● **RECORDED INFORMATION**

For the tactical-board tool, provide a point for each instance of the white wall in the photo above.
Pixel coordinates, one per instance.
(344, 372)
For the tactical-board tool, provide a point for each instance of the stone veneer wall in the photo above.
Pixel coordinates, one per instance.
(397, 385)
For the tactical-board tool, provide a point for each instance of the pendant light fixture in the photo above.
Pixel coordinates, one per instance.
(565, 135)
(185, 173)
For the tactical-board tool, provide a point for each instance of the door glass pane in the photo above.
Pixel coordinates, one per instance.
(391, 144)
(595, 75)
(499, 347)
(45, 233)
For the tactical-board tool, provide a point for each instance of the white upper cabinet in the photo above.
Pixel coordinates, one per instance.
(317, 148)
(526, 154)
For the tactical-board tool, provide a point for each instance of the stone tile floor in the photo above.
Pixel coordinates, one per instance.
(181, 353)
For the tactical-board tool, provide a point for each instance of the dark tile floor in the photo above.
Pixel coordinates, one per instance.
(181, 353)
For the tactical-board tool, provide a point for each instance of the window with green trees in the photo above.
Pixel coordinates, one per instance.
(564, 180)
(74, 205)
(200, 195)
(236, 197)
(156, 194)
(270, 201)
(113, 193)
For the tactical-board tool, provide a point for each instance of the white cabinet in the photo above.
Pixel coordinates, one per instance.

● **WHAT NEEDS TO BE DONE**
Copy every item above word for word, keeping each line as it stands.

● **SOLUTION**
For the tactical-board tool, provide a point for each instance of the white wall in the photo above.
Pixel coordinates, one per instance.
(344, 372)
For the tactical-board tool, provide a point for each instance of the stone veneer wall in the photo above.
Pixel coordinates, one per instance.
(397, 385)
For the tactical-board tool, provide a point for each instance of the pendant light fixture in the photo above.
Pixel coordinates, one per instance.
(565, 135)
(185, 173)
For the tactical-board tool, provide a point for each instance of the door glass pane in the photo above.
Pixel coordinates, one per instance.
(391, 144)
(595, 75)
(499, 347)
(45, 233)
For the tactical-board tool, provide a point for each instance of the white upper cabinet in the photo above.
Pixel coordinates, one per instance.
(317, 148)
(526, 154)
For the tactical-board tool, provide a point for each instance of the stone tile floor in the photo above.
Pixel coordinates, one per instance.
(181, 353)
For the tactical-board tool, provide a point for each instance of the dark tile floor in the photo above.
Pixel coordinates, one per instance.
(181, 353)
For the tactical-board tool, provide a point for each instance of the window with green trees in the photo above.
Pixel coordinates, one per instance.
(564, 180)
(74, 205)
(200, 195)
(236, 197)
(156, 194)
(270, 201)
(113, 193)
For the tactical-board tool, provide a point for each instance of the white cabinet in the photo above.
Pixel coordinates, one per instance.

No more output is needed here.